* **Problem to solve**
What do the lines from the one containing "the statue's mouth" through the end of the entries say? Quote them exactly, and only them.

* **Listed entries**
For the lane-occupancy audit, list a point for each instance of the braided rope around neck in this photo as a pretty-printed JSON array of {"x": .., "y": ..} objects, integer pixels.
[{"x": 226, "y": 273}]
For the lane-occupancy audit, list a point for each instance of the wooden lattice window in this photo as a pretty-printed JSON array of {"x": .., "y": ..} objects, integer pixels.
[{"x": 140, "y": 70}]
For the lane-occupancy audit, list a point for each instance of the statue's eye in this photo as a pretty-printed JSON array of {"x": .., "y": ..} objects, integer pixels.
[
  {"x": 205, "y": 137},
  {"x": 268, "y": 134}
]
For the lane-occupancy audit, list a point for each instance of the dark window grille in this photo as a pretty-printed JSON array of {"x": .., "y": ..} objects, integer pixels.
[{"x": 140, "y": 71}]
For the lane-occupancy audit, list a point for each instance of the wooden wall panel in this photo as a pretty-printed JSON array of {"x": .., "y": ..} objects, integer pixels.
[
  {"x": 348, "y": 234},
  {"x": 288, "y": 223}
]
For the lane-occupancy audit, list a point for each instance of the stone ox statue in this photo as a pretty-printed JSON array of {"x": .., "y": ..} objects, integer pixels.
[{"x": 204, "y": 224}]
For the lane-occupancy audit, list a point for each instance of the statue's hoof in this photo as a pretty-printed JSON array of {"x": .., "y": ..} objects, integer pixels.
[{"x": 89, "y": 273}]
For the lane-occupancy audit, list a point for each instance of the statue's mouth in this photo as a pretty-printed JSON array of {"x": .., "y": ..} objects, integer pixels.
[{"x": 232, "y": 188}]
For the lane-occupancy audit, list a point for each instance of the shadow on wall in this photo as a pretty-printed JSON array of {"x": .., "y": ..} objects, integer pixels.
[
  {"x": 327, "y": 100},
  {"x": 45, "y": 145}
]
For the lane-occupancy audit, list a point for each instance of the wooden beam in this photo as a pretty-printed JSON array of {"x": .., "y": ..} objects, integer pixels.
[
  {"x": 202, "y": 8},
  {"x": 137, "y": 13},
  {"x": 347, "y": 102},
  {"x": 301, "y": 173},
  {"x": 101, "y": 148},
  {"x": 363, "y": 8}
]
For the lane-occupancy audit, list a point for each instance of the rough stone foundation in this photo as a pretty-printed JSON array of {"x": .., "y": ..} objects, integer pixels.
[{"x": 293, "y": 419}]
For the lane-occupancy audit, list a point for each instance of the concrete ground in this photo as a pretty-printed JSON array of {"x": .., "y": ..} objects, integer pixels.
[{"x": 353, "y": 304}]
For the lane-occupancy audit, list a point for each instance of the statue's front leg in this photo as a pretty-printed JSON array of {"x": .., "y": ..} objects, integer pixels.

* **Exercise solution**
For the lane-occupancy audit, list a point for each instance of the statue's mouth in this photo as a pretty-printed JSON array of {"x": .., "y": ..} objects, integer pixels.
[{"x": 232, "y": 188}]
For the lane-occupancy audit, list a point for each instance of the shadow on wall in this photo as a pretty-printed JSON array of {"x": .., "y": ..} objects, integer pixels.
[
  {"x": 327, "y": 100},
  {"x": 45, "y": 145}
]
For the lane-occupancy audit, list a point for each instance of the wooden beam in this photo as a pretty-printed JSON array of {"x": .., "y": ..} objects, integer pixels.
[
  {"x": 202, "y": 8},
  {"x": 137, "y": 13},
  {"x": 347, "y": 102},
  {"x": 301, "y": 173},
  {"x": 101, "y": 148},
  {"x": 363, "y": 8}
]
For the lane-occupancy audit, list a point for each instance of the rough stone foundation in this photo as a pretty-printed JSON array of {"x": .., "y": ..} objects, integer pixels.
[{"x": 293, "y": 419}]
For the lane-occupancy audit, list a point for each instance of the concrete ground in this photo as a pretty-printed JSON array of {"x": .., "y": ..} objects, integer pixels.
[{"x": 353, "y": 304}]
For the lane-occupancy audit, list a point for each instance of the statue's front leg in this photo as a pretty-printed JSON array of {"x": .., "y": ..} objects, integer pixels.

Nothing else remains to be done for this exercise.